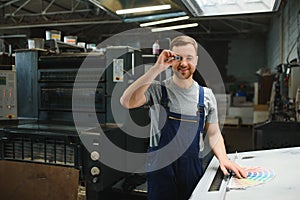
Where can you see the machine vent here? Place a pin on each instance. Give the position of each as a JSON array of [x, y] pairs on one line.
[[50, 151]]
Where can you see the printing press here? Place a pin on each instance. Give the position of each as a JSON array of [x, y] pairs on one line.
[[284, 185]]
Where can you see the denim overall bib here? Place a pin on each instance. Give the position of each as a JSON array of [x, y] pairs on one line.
[[177, 180]]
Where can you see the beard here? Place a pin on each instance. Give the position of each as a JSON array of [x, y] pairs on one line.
[[186, 74]]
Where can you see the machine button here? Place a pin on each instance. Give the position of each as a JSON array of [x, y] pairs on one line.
[[95, 155]]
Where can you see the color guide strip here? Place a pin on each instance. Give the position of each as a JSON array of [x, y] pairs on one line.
[[255, 176]]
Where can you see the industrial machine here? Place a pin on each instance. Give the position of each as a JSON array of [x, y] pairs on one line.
[[45, 131]]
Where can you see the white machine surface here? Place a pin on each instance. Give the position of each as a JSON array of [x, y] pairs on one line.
[[286, 184]]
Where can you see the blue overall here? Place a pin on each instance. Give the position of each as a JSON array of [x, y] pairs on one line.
[[177, 180]]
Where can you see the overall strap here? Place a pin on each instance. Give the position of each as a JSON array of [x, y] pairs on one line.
[[201, 110], [164, 97]]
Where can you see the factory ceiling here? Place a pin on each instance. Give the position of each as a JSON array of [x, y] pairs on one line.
[[97, 18]]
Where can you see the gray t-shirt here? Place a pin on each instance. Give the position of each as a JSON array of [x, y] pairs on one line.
[[182, 101]]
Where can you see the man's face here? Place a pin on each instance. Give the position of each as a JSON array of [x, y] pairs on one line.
[[185, 68]]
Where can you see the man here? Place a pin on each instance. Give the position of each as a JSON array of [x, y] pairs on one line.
[[186, 104]]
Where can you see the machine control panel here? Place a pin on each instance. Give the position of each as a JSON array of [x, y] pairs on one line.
[[8, 99]]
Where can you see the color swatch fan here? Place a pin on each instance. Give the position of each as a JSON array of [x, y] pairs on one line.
[[255, 176]]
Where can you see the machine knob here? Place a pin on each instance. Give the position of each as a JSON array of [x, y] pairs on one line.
[[95, 155], [95, 171]]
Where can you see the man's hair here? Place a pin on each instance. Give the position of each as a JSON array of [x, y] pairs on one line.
[[182, 41]]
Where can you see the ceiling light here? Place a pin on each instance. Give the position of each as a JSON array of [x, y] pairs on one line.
[[143, 9], [174, 27], [164, 21]]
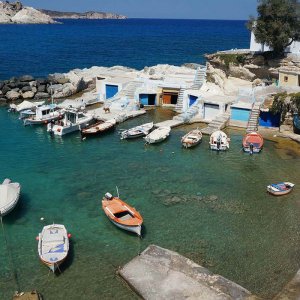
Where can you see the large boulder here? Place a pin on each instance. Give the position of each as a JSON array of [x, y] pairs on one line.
[[12, 95], [58, 78], [5, 89], [28, 95]]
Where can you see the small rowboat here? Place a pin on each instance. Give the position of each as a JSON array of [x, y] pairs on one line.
[[279, 189], [219, 141], [137, 131], [253, 142], [53, 246], [192, 138], [158, 135], [9, 196], [121, 214], [98, 128]]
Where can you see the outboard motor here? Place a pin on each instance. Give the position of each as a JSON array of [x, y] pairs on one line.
[[108, 196]]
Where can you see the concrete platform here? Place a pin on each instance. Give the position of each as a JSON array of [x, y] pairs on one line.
[[159, 273], [171, 123]]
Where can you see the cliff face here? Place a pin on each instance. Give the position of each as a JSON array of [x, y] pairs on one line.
[[85, 15], [15, 13]]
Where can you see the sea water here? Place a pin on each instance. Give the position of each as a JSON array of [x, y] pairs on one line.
[[210, 207]]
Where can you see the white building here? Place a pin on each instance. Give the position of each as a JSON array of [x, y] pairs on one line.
[[294, 48]]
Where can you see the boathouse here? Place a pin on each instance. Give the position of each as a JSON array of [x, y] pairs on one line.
[[240, 114], [289, 77]]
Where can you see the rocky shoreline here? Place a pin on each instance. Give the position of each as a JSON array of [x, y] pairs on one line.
[[16, 13], [29, 88]]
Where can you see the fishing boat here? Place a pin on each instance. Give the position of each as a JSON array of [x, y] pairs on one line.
[[9, 196], [137, 131], [98, 128], [219, 141], [253, 142], [53, 245], [279, 189], [44, 114], [73, 120], [121, 214], [296, 123], [158, 135], [192, 138]]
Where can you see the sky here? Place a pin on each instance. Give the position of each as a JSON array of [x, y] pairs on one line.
[[176, 9]]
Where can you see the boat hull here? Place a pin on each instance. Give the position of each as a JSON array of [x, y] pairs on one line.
[[134, 229]]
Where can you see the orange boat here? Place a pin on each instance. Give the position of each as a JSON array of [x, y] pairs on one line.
[[253, 142], [121, 214]]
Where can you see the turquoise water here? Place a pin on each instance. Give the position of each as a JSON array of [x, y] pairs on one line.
[[211, 207]]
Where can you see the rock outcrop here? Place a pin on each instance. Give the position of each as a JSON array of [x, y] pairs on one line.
[[16, 13]]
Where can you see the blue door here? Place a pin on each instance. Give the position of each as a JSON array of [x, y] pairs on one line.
[[111, 90], [192, 99]]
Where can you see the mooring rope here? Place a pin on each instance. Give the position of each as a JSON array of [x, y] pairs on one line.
[[14, 274]]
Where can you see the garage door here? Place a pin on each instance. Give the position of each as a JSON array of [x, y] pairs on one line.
[[211, 111], [193, 99], [111, 90]]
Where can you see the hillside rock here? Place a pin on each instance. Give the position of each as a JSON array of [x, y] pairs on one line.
[[16, 13]]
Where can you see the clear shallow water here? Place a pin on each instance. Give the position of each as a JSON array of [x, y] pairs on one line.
[[224, 220], [42, 49]]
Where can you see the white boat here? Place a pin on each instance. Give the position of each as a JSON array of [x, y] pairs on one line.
[[219, 141], [9, 196], [25, 105], [137, 131], [192, 138], [74, 120], [158, 135], [44, 114], [53, 245]]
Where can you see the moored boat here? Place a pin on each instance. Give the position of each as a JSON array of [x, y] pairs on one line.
[[219, 141], [253, 142], [73, 120], [9, 196], [98, 128], [44, 114], [53, 245], [158, 135], [279, 189], [121, 214], [192, 138], [137, 131]]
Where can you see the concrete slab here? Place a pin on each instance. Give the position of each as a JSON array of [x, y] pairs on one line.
[[159, 273], [171, 123]]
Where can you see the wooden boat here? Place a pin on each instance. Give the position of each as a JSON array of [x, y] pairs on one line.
[[219, 141], [158, 135], [279, 189], [192, 138], [296, 123], [53, 245], [98, 128], [137, 131], [121, 214], [253, 142], [43, 115], [73, 120], [9, 196]]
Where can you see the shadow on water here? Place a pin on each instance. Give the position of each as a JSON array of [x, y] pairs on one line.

──────────

**What this task involves:** Copy out every entry above word for word, omitting the pictures.

**Finished exercise:**
Where can you see the machine vent here? Place a pin on each instance. Give the position of each as a JSON array of [x, y] pairs on one line.
[[50, 151]]
Where can you see the printing press here? Place a pin on each instance. Give the position of each as a JSON array of [x, y] pairs on one line.
[[284, 185]]
Where can you see the denim overall bib here? Place a pin on each instance. Give the position of each as a JSON array of [x, y] pairs on one line.
[[177, 180]]
Where can you see the beard here? Place a pin on each instance. Give the position of each as a JSON array of [x, y] pairs on one line.
[[186, 74]]
Where can you see the machine button here? Place a pin on each instance. Give the position of each as a JSON array of [x, y] pairs on one line.
[[95, 155]]
Where can you see the color guide strip here? Place a pin on each instance. Give the position of each as a JSON array of [x, y] pairs on one line.
[[255, 176]]
Where can you see the industrial machine here? Place a pin on each instance. Give the position of each as a JSON array of [x, y] pairs on one line.
[[45, 131]]
Where can you see the white machine surface here? Place a pin on each instance. Give the position of each as a JSON array of [x, y] pairs on one line.
[[286, 184]]
Where can you see the blue overall here? Place a pin on each instance. Give the position of each as a JSON array of [x, y] pairs on one line.
[[177, 180]]
Where can you see the overall strap here? Place a pin on each instance. Give the position of each as a JSON array of [x, y] pairs on one line.
[[201, 110], [164, 97]]
Where can you see the factory ceiling here? Place a pin on each instance. Give the position of each as a JSON array of [x, y] pairs on one line.
[[97, 18]]
Where can you see the gray t-shirt here? Place a pin on each instance. Give the position of each as a JSON array of [x, y] pairs on one line.
[[182, 101]]
Where can you see the man's face here? Place a pin on each instance. Give the position of each as a JSON array of [x, y] pairs on one line.
[[185, 68]]
Where can you see the man here? Place a pin on each instance. Give the position of each as a JSON array of [x, y] pairs on one line.
[[186, 104]]
Where can you see the machine control panel here? Place a pin on each instance. Give the position of each as a JSON array of [x, y] pairs on one line.
[[8, 99]]
Where can you see the color swatch fan here? Place a pin on each instance. Give the position of each as a JSON array of [x, y] pairs on one line.
[[255, 176]]
Where can you see the machine knob here? Place a pin on each instance. Give the position of each as a JSON array of [x, y] pairs on one line.
[[95, 155], [95, 171]]
Where can you see the man's hair here? Place a pin on each instance. Give the position of each as a JSON array of [x, y] pairs on one line.
[[182, 41]]
Where can you see the ceiling light here? Place a pin on each instance. Give the position of each as a JSON array of [x, y] pairs on one line.
[[143, 9], [174, 27], [164, 21]]
Where can you see the large boulder here? Place a pin on each instance. Give the position of each as a JSON array of [x, y] pairs on one line.
[[12, 95], [58, 78], [5, 89], [28, 95]]
Where can you see the small rowboat here? Place a pin on each instance. Give the position of each as a JSON array of [x, y] pairs on one line.
[[279, 189], [219, 141], [137, 131], [253, 142], [53, 246], [192, 138], [158, 135], [9, 196], [121, 214], [98, 128]]
Where can you see the outboard motor here? Place a pin on each instance. Give the position of each as a JSON array of [x, y] pairs on one line.
[[108, 196]]
Where can you see the concrete platform here? Place a pin on each instance. Give the position of each as a JSON array of [x, y] pairs on one line.
[[159, 273], [171, 123]]
Where can you see the cliff face here? Place a pin on each instance. Give the position of each as a JSON array of [x, y] pairs on one line.
[[85, 15], [15, 13]]
Where can you see the sea water here? Place a pin on each instance. Give the position of each as a JSON array of [x, y] pairs on one line.
[[210, 207]]
Where can you see the white building here? Place a pin on each instance. Give the position of each as a JSON array of [x, y] pairs on one line.
[[294, 48]]
Where can you see the boathouse here? Place a pin on each instance. Give the position of each as a JSON array of [x, y] pairs on one line.
[[240, 114], [289, 77]]
Where can you see the rocky shoreline here? Place a pin on each instance. Give the position of each as a JSON array of [x, y] pairs on one line.
[[16, 13], [29, 88]]
Where can you see the fishing boat here? Place a pin on each instance. Give the position of each as a JSON array of [x, y] pairs on one line.
[[9, 196], [137, 131], [98, 128], [219, 141], [253, 142], [53, 245], [279, 189], [44, 114], [73, 120], [121, 214], [296, 123], [158, 135], [192, 138]]
Where can you see the sky here? Place a pin on each instance. Give the position of each as a JSON array of [x, y] pairs on one line.
[[176, 9]]
Where can you see the boat hull here? Place a pin on each instance. Give the position of each as a JSON array of [x, y] pairs on one line.
[[134, 229]]
Where can you see the orange boat here? Place a pin on each instance. Give the position of each as a JSON array of [x, y] pairs on one line.
[[253, 142], [121, 214]]
Where can you see the turquoise water here? Place a pin on each instance. Give the position of each as a JSON array of [x, y] pairs on one line.
[[211, 207]]
Where can you see the rock outcrop here? Place a pin on each instance. Give the position of each as a JSON array of [x, y] pairs on one line.
[[16, 13]]
Where can you see the blue door here? Place a pin on each instance. Give the position of each as a JSON array of [x, y] pairs on one line.
[[111, 90], [192, 99]]
Where can you see the mooring rope here? Place a pin on each instance. Give the position of each as a JSON array of [x, y] pairs on one line.
[[14, 274]]
Where can you see the garage door here? Place a pin on each instance. Give the position of each as a JSON array of [x, y] pairs on one line.
[[211, 111], [193, 99], [111, 90]]
Where can you see the hillside rock here? Place a pin on each instance. Give the position of each as a JSON array of [x, y] pairs on one line.
[[16, 13]]
Where can you see the clear shallow water here? Place a pin on each instance. Give the position of each as a JSON array of [x, y] pairs on one line.
[[224, 220], [42, 49]]
Where can you see the white boat here? Place a pin on each instance. Give the position of each as a JSON array of [x, y] pairs on one line.
[[219, 141], [9, 196], [25, 105], [137, 131], [192, 138], [74, 120], [158, 135], [44, 114], [53, 245]]
Where can you see the moored boat here? Place a pin on each instance. Give the position of each as a JSON array of [x, y] pairs on one line.
[[219, 141], [253, 142], [73, 120], [9, 196], [98, 128], [44, 114], [53, 245], [158, 135], [279, 189], [121, 214], [192, 138], [137, 131]]
Where can you see the concrete slab here? Place a pin on each instance. Give the position of each as a JSON array of [x, y] pairs on one line.
[[159, 273], [171, 123]]
Where can you see the wooden boat here? Place a pin on each instance. Give the position of each as a JSON array of [x, y] pairs on one line.
[[219, 141], [158, 135], [279, 189], [192, 138], [296, 123], [53, 245], [98, 128], [137, 131], [121, 214], [253, 142], [43, 115], [73, 120], [9, 196]]
Where can you see the shadow on water here? Place a pin on each instance. Give the position of each as a JSON array of [x, y] pairs on one line.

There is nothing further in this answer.